Dataset rows
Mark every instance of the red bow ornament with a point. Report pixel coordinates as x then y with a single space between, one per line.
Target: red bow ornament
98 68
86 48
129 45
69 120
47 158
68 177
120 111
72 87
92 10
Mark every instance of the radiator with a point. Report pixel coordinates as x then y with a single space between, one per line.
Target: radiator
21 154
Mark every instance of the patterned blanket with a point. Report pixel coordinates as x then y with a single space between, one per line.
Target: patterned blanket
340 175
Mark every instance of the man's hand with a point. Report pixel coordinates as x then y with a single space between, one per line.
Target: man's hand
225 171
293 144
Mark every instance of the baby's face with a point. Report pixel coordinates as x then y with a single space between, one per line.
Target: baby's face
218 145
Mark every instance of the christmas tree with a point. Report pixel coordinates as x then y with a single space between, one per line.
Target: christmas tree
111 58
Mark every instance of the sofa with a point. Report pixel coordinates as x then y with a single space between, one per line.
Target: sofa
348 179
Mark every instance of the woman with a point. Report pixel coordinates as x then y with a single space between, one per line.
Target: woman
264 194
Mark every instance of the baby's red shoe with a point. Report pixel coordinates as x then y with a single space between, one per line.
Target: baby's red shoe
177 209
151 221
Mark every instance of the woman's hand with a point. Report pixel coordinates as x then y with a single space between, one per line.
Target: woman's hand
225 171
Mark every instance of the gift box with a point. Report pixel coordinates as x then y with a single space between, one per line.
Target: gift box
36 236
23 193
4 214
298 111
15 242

Task prompt
Begin with the line containing "Mark every instance of the radiator" and repeat each line exactly until the records above end.

Exercise solution
Mark every instance of the radiator with a point. Report pixel coordinates as x then y with a single space between, one per line.
Target: radiator
21 154
Mark every instance of the patterned blanket with a point. Report pixel coordinates as x then y with a single space between, one per line.
Target: patterned blanket
340 175
Mark every instance of the man's hand with a point. Report pixel coordinates as x then y with a single space between, one per line.
Target: man's hand
225 171
293 144
Mark every instance of the baby's face with a point. Report pixel coordinates as x then y with a single space between, one per line.
Target: baby's face
218 145
Mark every instance of the christmas tree with a point. Report pixel coordinates as x then y with a single space between, one per line.
Target: christmas tree
111 58
Mark every instance of the sofa with a point. Report pixel coordinates as x then y with a single space between, one per line.
Target: sofa
348 179
Mark every instance of the woman with a point. Report pixel coordinates as x then y with a single space between, one per line.
Target: woman
264 194
Mark every instance of the baby's red shoe with a point. Report pixel coordinates as x then y with a single space between, one per line.
Target: baby's red shoe
177 209
151 221
Mark every instance of the woman's hand with a point. Report pixel coordinates as x then y with a single space between, one per line.
Target: woman's hand
225 171
Mark every instance of the gift box with a point. Report pixel coordinates as x then y with a single space between, one per line.
Target: gift box
36 236
23 193
4 214
298 111
15 242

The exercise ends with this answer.